# WORK REQUIRED
Write each line word for word, from the line that contains "the white paneled" through the last line of the material below.

# DATA ENTRIES
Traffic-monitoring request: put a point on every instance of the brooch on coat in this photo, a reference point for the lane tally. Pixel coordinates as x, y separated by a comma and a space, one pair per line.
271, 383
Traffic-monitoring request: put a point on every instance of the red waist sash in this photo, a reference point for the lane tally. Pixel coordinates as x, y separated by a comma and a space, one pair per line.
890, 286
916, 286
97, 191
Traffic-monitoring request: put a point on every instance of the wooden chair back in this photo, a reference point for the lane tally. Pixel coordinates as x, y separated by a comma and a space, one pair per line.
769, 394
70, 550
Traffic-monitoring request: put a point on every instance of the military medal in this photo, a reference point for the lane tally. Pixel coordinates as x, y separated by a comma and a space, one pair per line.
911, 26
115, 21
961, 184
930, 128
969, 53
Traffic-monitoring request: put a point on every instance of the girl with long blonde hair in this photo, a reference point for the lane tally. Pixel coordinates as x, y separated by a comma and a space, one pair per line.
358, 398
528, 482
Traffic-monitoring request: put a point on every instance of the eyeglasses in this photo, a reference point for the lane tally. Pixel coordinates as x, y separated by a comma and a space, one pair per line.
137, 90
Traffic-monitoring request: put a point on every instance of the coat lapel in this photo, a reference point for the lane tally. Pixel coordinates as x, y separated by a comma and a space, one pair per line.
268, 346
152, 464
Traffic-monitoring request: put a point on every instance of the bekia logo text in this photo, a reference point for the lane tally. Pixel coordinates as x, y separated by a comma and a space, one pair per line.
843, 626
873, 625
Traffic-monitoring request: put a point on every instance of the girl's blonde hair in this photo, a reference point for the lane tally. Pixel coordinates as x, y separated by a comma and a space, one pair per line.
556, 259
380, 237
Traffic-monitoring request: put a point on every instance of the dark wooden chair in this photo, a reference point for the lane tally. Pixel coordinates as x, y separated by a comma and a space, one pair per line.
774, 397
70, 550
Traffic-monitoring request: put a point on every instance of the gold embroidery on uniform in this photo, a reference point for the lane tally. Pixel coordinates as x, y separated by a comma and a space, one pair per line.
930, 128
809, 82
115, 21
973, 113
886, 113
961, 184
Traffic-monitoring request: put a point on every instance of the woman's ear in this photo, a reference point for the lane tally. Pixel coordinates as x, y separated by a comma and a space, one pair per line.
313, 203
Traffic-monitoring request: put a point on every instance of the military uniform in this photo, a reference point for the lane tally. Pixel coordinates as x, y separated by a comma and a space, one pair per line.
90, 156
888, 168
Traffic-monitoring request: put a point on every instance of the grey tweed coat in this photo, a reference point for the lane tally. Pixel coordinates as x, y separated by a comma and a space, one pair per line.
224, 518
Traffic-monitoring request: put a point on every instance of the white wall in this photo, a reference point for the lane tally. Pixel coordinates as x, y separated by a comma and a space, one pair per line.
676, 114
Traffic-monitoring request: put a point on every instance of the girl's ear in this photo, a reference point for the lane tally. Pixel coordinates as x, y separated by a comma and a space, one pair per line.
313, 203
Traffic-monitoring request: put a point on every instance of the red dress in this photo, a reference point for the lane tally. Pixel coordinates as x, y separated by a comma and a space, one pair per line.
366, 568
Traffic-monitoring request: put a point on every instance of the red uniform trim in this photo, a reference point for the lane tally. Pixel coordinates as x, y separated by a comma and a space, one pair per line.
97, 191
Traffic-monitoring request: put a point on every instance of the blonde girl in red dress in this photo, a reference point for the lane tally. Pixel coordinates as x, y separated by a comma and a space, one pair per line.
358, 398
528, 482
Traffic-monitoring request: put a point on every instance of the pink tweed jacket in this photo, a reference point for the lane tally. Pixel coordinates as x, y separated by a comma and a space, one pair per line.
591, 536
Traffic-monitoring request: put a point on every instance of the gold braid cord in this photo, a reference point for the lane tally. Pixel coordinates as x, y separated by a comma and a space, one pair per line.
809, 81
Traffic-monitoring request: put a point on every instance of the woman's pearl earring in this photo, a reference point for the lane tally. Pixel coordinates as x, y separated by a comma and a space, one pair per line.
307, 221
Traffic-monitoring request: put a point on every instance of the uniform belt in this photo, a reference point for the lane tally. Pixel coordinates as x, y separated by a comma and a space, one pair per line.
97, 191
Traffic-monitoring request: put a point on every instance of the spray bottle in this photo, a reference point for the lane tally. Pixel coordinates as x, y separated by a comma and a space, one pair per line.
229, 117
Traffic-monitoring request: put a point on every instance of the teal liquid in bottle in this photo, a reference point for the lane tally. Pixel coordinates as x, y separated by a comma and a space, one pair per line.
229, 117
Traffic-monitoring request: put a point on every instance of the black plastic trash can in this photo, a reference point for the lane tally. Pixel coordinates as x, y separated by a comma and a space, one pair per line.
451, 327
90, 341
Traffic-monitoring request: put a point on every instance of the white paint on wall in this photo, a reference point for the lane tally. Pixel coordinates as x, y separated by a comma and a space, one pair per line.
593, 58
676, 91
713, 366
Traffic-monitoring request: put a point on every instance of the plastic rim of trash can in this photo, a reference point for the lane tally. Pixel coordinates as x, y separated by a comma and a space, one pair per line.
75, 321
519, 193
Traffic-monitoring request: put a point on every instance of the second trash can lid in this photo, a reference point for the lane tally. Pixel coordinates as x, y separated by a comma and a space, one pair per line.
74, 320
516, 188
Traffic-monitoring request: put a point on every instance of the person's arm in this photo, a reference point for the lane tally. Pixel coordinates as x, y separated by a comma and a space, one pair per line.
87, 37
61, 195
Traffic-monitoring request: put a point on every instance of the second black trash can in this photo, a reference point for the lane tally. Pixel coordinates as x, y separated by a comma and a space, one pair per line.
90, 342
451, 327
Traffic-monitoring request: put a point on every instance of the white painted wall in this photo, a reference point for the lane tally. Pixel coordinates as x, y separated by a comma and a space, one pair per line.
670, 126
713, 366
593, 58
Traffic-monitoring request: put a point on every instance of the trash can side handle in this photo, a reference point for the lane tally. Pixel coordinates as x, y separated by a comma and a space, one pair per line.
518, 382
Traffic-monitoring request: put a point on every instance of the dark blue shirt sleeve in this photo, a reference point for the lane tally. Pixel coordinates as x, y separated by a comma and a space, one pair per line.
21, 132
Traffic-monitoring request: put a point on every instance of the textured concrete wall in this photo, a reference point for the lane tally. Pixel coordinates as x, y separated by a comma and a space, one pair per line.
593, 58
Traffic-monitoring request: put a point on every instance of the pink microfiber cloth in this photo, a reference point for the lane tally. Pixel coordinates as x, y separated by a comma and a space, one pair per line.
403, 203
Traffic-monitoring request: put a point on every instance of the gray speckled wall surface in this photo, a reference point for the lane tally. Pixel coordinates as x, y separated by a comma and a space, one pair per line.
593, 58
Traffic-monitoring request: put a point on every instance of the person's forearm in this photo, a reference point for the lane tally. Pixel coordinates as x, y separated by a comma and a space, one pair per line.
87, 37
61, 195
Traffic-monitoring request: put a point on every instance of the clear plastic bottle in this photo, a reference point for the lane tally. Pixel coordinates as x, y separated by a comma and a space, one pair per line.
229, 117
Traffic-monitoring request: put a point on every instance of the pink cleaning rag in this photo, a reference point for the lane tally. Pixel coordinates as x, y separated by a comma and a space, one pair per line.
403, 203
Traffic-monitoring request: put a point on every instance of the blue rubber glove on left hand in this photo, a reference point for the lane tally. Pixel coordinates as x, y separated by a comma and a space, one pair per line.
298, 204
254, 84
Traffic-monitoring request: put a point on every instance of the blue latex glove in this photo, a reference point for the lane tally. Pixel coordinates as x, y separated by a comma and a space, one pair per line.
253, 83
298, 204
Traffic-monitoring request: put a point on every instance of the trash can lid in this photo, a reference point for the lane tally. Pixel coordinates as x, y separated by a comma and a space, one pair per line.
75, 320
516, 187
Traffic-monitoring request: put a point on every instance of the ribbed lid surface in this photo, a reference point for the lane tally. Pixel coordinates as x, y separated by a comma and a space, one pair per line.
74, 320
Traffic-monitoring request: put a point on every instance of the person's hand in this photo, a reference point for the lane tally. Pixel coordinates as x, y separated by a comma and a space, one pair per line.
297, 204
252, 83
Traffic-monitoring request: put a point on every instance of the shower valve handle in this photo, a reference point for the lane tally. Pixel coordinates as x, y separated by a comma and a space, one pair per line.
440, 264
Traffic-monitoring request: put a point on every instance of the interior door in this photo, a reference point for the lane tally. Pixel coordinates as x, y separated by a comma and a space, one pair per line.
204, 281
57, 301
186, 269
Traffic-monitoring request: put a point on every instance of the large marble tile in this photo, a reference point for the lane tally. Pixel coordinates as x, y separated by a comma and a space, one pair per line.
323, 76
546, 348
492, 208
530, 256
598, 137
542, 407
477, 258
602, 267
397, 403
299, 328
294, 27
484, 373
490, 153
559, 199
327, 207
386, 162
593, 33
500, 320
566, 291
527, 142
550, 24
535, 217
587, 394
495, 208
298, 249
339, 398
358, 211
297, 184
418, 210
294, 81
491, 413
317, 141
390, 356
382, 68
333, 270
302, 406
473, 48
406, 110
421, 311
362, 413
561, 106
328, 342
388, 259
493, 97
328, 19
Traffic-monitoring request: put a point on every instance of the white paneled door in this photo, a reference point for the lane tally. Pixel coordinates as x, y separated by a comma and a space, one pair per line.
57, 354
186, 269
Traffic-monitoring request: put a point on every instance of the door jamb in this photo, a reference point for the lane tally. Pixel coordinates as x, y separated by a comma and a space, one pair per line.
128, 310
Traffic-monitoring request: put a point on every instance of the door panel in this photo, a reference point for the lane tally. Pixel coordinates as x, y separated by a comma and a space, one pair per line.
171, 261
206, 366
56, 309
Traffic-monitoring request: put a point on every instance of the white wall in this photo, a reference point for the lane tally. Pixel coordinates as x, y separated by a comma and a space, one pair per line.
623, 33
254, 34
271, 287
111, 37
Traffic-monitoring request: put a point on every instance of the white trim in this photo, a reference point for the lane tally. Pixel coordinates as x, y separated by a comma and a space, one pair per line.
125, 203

# CORRECT RESPONSE
Traffic-monitoring request: put a point on every instance of the white paneled door in this photo, a reference point for the lane tally. Pixel coordinates as x, y separated by a comma and a space, one pair per line.
57, 354
186, 269
Traffic-monitoring request: put a point on every instance of the door jamb in this photo, a reference point for the lane tally. Pixel coordinates as x, y separated by a comma and a space, one pair per line.
128, 310
Traffic-monitoring request: put a point on every instance of the door panel in this photo, a reference point for the lane tally. Pixel coordinates as x, y separated by a comma and a space, one pair per line.
171, 261
206, 366
56, 309
Traffic-monitoring request: put a point on every instance of the white wall in this photo, a reference point for the lane tally. Pixel coordinates as x, y separated by a comma and a space, one pair per line.
623, 33
254, 34
271, 287
111, 37
Traffic-monitoring request: put a point on every instance of the white trim in this photo, a reference point for the lane tally. Pixel coordinates as x, y separated by a comma and a space, one pair per line.
125, 203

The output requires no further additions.